* **The exercise**:
Your task is to output the data exactly as it stands.

* **Extracted entries**:
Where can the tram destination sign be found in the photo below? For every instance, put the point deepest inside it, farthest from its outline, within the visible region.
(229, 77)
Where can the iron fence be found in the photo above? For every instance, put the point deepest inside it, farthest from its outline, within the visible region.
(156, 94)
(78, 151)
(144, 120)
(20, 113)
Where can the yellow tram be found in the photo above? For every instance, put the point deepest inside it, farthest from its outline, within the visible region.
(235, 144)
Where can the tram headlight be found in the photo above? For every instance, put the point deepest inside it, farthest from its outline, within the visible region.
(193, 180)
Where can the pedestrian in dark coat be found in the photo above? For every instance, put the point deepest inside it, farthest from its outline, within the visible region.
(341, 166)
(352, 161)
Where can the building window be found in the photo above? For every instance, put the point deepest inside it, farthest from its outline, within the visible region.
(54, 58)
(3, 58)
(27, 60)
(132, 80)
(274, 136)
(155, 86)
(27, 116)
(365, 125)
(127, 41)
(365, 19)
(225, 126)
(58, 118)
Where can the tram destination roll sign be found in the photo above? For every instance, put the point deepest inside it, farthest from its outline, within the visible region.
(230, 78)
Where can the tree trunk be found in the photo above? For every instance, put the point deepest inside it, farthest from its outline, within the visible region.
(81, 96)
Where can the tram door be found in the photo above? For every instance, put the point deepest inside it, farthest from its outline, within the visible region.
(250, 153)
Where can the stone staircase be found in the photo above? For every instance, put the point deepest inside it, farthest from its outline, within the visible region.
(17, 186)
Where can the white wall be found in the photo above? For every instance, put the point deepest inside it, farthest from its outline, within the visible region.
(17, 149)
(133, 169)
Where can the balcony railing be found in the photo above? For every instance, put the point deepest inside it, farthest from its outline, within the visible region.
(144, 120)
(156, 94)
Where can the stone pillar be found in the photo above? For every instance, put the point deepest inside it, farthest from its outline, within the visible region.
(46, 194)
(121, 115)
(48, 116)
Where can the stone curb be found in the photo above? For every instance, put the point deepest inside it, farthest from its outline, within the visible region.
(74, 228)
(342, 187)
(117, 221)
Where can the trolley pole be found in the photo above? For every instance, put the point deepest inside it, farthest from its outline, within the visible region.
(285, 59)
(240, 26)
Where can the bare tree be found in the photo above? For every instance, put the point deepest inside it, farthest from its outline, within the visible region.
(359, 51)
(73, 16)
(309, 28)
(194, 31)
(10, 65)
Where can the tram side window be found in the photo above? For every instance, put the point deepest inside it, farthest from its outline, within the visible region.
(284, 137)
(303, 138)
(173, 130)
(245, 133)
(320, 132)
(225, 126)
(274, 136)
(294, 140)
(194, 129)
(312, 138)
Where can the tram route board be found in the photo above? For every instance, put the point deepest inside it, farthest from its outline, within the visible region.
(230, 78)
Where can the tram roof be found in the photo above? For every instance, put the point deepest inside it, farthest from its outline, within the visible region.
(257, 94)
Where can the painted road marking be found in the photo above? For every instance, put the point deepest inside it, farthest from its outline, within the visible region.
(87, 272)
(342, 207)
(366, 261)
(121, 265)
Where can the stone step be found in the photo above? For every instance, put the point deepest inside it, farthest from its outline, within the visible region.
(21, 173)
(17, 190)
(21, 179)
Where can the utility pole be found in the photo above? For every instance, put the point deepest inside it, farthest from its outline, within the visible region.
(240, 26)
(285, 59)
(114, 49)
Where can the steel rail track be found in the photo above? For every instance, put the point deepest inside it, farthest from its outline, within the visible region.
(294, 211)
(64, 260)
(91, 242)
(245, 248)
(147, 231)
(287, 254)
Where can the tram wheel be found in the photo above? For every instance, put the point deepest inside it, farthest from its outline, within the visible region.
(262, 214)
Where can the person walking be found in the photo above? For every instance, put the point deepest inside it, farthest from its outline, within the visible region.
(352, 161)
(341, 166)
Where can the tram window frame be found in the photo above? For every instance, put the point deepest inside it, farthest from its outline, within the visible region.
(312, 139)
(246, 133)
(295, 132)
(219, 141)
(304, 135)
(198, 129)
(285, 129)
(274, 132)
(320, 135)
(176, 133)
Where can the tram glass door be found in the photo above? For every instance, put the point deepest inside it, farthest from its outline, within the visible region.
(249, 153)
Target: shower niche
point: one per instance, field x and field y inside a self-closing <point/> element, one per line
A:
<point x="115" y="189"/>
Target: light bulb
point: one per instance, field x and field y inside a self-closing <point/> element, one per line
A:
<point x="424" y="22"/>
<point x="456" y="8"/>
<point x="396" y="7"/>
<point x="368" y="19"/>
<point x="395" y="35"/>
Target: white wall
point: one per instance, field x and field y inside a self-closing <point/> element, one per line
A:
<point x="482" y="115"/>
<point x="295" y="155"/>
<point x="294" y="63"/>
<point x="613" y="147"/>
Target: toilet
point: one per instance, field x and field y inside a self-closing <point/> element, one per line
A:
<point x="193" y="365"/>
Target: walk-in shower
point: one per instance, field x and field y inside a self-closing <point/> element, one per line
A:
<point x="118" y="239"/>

* **Answer to the task**:
Where can the tram destination sign be found in the photo below? For every instance, put the point deepest inside it, farthest from its outline, within the visible region.
(229, 77)
Where can the iron fence be found in the photo above? For every instance, put the point deepest inside it, farthest from its outline, within the visible region.
(156, 94)
(78, 151)
(144, 120)
(20, 113)
Where can the yellow tram be found in the photo above? For every instance, put the point deepest inside it, farthest from its outline, within the visible region.
(235, 144)
Where can the tram headlight be found in the photo above? For every instance, put the point deepest inside it, farthest from its outline, within the visible region.
(193, 180)
Where can the pedestrian in dark coat be found in the photo above? For every instance, put the point deepest inside it, farthest from its outline, within the visible region.
(341, 166)
(352, 161)
Where can the building window be found in the photo above? For every instance, put the point deepest inside it, farthest from its outline, within the visible region.
(54, 58)
(3, 58)
(27, 60)
(132, 80)
(274, 136)
(155, 86)
(27, 116)
(365, 125)
(127, 41)
(365, 19)
(225, 126)
(58, 118)
Where can the tram destination roll sign be found in the photo above? For every instance, put the point deepest inside it, farthest from its outline, within the visible region.
(230, 78)
Where can the tree trunk be found in the photo above? For every instance, put the point deepest inside it, farthest from its outline, within the visible region.
(81, 96)
Where can the tram door be found in the photo above? For every instance, put the point deepest inside it, farthest from its outline, within the visible region.
(250, 153)
Where can the stone staircase be found in the photo above? For every instance, put the point deepest inside it, farthest from its outline, within the visible region.
(17, 186)
Where can the white wall be found in the photo above? For every instance, put the point deepest inside it, farthest from its outline, within the visible region.
(17, 149)
(133, 169)
Where can the balcony railing be found in the photo above? For every instance, put the point deepest inside it, farthest from its outline, within the visible region.
(144, 120)
(156, 94)
Where can the stone pillar be found in the photo above? For every instance, put the point deepest inside it, farthest from its outline, within the visible region.
(46, 194)
(121, 115)
(48, 116)
Where can the stone curb be found in the photo above? For every instance, put the point deepest inside it, farthest from its outline, within the visible region.
(74, 228)
(342, 187)
(117, 221)
Where can the trolley pole be found in the photo above? For every instance, put the point deepest inside it, farthest from its outline, within the visible region.
(285, 59)
(240, 26)
Where can the bare tree be found in the photo above? For every instance, put the point deepest inside it, farthest from its outline, within the visible region.
(359, 51)
(73, 16)
(309, 28)
(194, 31)
(10, 65)
Where can the tram side window be found in the photo above? For every instance, put the point deepest inside it, farthest from its outline, within the visible region.
(284, 137)
(303, 138)
(173, 130)
(245, 133)
(320, 132)
(225, 126)
(274, 136)
(294, 140)
(194, 129)
(312, 138)
Where can the tram route board be found in the photo above? For every instance, put the point deepest inside it, farthest from its outline, within the visible region.
(230, 78)
Where can the tram roof be found in the photo above? For every instance, put the point deepest inside it, farthest from its outline, within the visible region.
(257, 94)
Where can the painted road marking be found in the photo above? For every instance, put the point deepest inside it, farthest from its outline, within the visible region.
(87, 272)
(342, 207)
(366, 261)
(121, 265)
Where can the stone step be found in the photo above? For every instance, put the point deepest inside it, farthest from its outline, within the visible region.
(21, 173)
(17, 190)
(21, 179)
Where can the utility pole be found in the photo above? For every instance, put the point deepest inside it, farthest from its outline, within the visible region.
(240, 26)
(285, 59)
(114, 49)
Where can the steel rail track be found in the photo above? For every instance, put the point deepest inside it, farthest from its outline, within the visible region.
(294, 211)
(64, 260)
(91, 242)
(245, 248)
(147, 231)
(287, 254)
Where can the tram wheel be found in the photo above? For every instance, put the point deepest inside it, farthest from its outline, within the visible region.
(262, 214)
Where can the person walking be found in the photo above? For every instance, put the point deepest inside it, farthest from its outline, within the visible region.
(352, 161)
(341, 166)
Where can the tram window frame be found in the photo above? For every instance, put the point deepest inside it, farthest from its outline, within the visible region.
(312, 139)
(246, 133)
(295, 132)
(219, 141)
(304, 135)
(198, 129)
(285, 129)
(274, 132)
(320, 135)
(176, 133)
Where can the tram glass door be found in the photo above? For every instance, put the point deepest inside it, farthest from its outline, within the visible region.
(249, 153)
Target: shower niche
point: one per instance, field x and field y inside a self-closing <point/> element, one per line
A:
<point x="115" y="189"/>
Target: light bulb
point: one per instance, field x and field y inside a self-closing <point/> element, one per line
A:
<point x="424" y="22"/>
<point x="456" y="8"/>
<point x="396" y="7"/>
<point x="368" y="19"/>
<point x="395" y="35"/>
Target: white wall
point: one per instance, field x and field y inside a self-closing <point/> element, one per line
A:
<point x="482" y="115"/>
<point x="295" y="155"/>
<point x="294" y="63"/>
<point x="613" y="147"/>
Target: toilet
point: one per instance, field x and field y inside a self-closing <point/> element, one per line
A:
<point x="193" y="365"/>
Target: walk-in shower
point: one per instance, field x and field y inside a self-closing <point/> element, one per line
A:
<point x="118" y="239"/>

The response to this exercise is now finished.